<<<<

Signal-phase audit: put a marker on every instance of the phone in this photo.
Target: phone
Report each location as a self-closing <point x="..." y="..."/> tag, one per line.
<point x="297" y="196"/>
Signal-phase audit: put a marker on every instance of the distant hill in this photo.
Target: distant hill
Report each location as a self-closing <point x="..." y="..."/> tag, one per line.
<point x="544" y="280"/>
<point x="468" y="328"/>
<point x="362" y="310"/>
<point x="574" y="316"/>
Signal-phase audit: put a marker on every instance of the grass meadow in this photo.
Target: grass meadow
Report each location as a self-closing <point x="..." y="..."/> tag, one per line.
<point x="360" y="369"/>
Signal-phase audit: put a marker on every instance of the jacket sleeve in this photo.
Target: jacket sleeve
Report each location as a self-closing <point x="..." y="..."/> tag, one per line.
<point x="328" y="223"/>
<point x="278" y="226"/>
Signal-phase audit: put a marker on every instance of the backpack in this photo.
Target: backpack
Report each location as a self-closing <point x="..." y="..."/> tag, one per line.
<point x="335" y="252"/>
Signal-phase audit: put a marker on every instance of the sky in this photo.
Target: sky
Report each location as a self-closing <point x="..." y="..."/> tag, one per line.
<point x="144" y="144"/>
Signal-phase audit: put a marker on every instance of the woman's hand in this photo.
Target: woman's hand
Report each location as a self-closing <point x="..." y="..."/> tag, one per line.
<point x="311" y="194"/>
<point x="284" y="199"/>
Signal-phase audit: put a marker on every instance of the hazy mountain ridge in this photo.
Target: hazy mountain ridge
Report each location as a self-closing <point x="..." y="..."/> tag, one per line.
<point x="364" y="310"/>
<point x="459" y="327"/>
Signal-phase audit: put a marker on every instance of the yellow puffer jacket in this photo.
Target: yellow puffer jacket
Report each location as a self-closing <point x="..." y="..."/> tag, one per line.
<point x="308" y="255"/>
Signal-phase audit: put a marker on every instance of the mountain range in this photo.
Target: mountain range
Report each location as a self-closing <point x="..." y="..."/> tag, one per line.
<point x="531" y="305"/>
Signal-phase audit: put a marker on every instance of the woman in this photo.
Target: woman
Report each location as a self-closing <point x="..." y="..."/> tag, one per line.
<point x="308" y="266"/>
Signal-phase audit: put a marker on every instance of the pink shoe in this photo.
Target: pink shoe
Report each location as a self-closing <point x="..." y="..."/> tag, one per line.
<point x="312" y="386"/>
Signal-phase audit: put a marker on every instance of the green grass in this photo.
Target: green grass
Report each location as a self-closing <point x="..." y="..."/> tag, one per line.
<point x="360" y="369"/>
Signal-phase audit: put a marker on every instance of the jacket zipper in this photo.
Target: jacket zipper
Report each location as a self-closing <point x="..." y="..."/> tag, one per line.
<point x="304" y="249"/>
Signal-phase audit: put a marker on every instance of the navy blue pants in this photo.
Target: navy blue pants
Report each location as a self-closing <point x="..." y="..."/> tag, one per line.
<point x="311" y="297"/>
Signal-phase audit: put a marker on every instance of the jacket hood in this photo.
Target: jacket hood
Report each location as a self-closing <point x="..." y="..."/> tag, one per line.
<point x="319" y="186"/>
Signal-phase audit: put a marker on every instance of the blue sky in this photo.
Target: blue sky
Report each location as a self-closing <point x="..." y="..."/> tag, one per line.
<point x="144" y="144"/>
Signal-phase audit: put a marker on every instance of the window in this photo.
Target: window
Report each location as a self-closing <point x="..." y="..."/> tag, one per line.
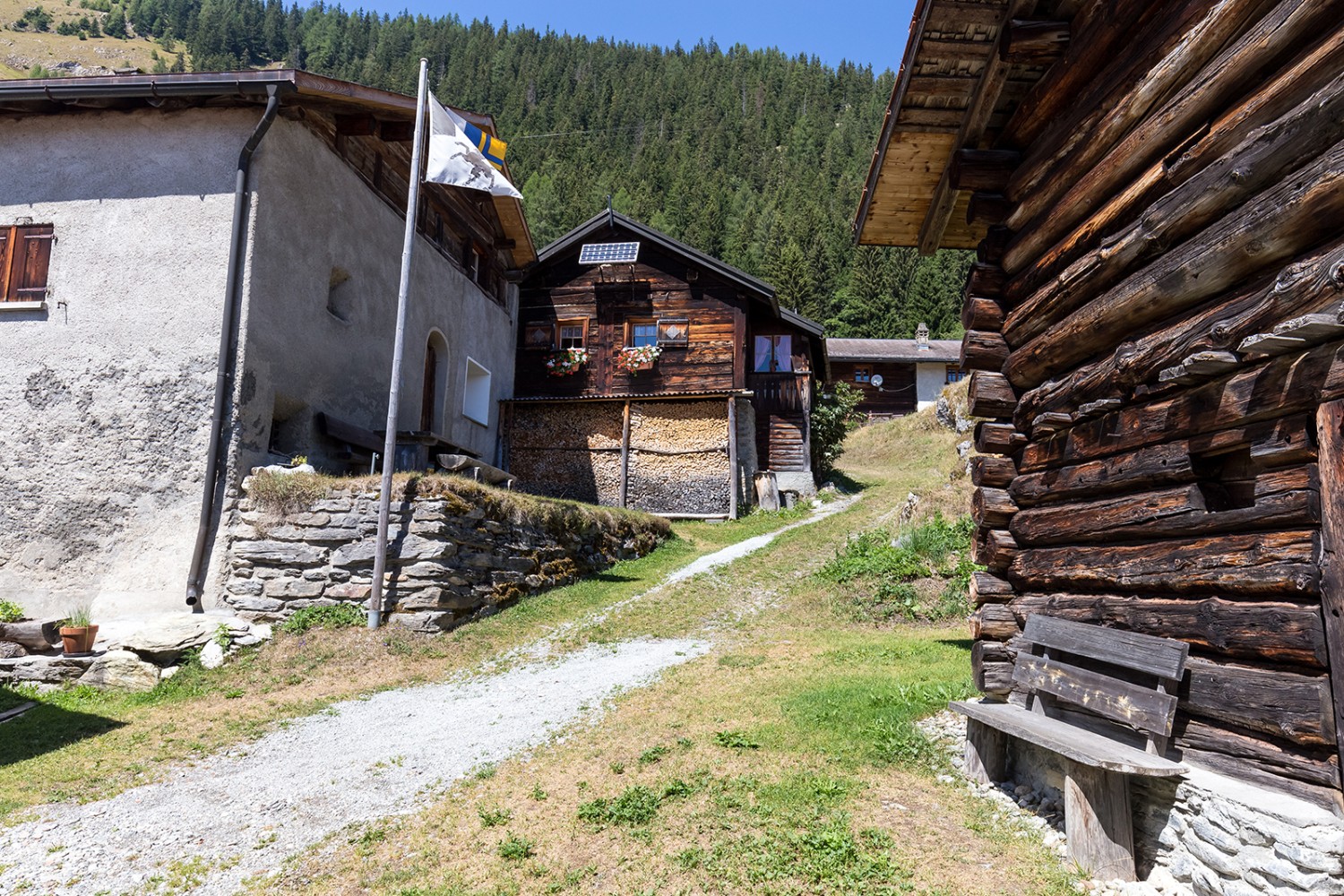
<point x="774" y="354"/>
<point x="476" y="395"/>
<point x="570" y="333"/>
<point x="24" y="254"/>
<point x="642" y="333"/>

>>>>

Work instructions.
Your task is to copy the entries in full and exactly, without any images.

Task output.
Signal-phase audit: put a marker on every instance of the phone in this photo.
Target: phone
Report each location as a self-closing <point x="..." y="..."/> tag, one per line.
<point x="297" y="196"/>
Signal-phase audit: put a marker on every instance of the distant hill in this photo.
Target: distant hill
Report each location as a self-closing <point x="..." y="..."/> tag, one per line.
<point x="544" y="280"/>
<point x="468" y="328"/>
<point x="362" y="310"/>
<point x="574" y="316"/>
Signal-phase audit: put a marker on every instance of the grass meadow in this photo.
Target: grass meadow
Report each location as a self-closing <point x="..." y="..."/> tag, one per line.
<point x="360" y="369"/>
Signal-phase audit: put a marker on every instance of the jacket sleeve in this photo.
Target: jacket sleeve
Report each location as a self-closing <point x="..." y="..."/> tag, one per line.
<point x="328" y="223"/>
<point x="278" y="226"/>
Signal-phase audit: put a marker on every instance of the backpack in this photo.
Target: backpack
Report each location as a self-closing <point x="..." y="..."/> tag, one per line.
<point x="335" y="252"/>
Signal-phase audit: put a marker on every instance of the sky in this photo.
Target: sky
Report each location as a self-closing <point x="..." y="..."/> tag, one per line.
<point x="144" y="144"/>
Signal-phase audit: put a marker on every instance of the woman's hand in this photo.
Target: woman's hand
Report each location as a self-closing <point x="..." y="..."/> tag, one per line.
<point x="311" y="194"/>
<point x="284" y="199"/>
Signal-phase audit: put a marker on every instance of the hazy mountain ridge in this photo.
Target: hazy mountain ridge
Report each location as a self-closing <point x="..." y="..."/> tag, one per line.
<point x="364" y="310"/>
<point x="459" y="327"/>
Signal-phase audit: put a marker on every instance of the yellow puffer jacket in this photo.
Target: yellow puffer jacket
Report each location as a self-closing <point x="..." y="..."/> tag, one per line.
<point x="308" y="255"/>
Signal-phase audit: put a marker on every instance of the mountain range in this photo.
Target: mountain range
Report each location as a self-closing <point x="..." y="..."/> tag, one per line.
<point x="531" y="305"/>
Signal-phase audit: put a marker on every instance of the woman in this photo.
Target: woman
Report each location as a self-closing <point x="..." y="..."/> tag, one per line.
<point x="308" y="266"/>
Signal-phase audit: put a marker on every instance of the pink shoe in this photo.
Target: pink shoe
Report each location as a self-closing <point x="..." y="..."/> tag, one per line.
<point x="312" y="386"/>
Signal-phase audit: put a marker on every instance of the green grass in this photo.
Target: green grass
Report each location as a self-closing <point x="..." y="..."/> tag, one per line.
<point x="360" y="369"/>
Signal-phase audit: put a marker on every instance of the jacket zipper in this photo.
Target: jacket zipper
Report each location as a self-closing <point x="..." y="..."/> tag, one per line.
<point x="304" y="249"/>
Signal-phase audit: put a marker on every instance of the navy blue pants in this photo.
Target: navy blue pants
Report each location as a self-closing <point x="..." y="..."/> tag, one per line.
<point x="311" y="297"/>
Signal-phase audit: put a marker on every instance of the jacket hood in this photo.
Target: jacket hood
Report each location as a self-closing <point x="..." y="..."/> tag, one per line.
<point x="319" y="186"/>
Signal-phase audit: put a marker on every instance of the blue sky in this photo.
Target: blue sky
Report each location as a self-closing <point x="..." y="..."/> tag, one per line.
<point x="144" y="144"/>
Signal-phase audit: put a marker on every instance of the window in this photo.
Target: window
Report each location as a self-closing <point x="..." y="..."/> tag, one per line.
<point x="774" y="354"/>
<point x="476" y="395"/>
<point x="570" y="333"/>
<point x="24" y="254"/>
<point x="642" y="333"/>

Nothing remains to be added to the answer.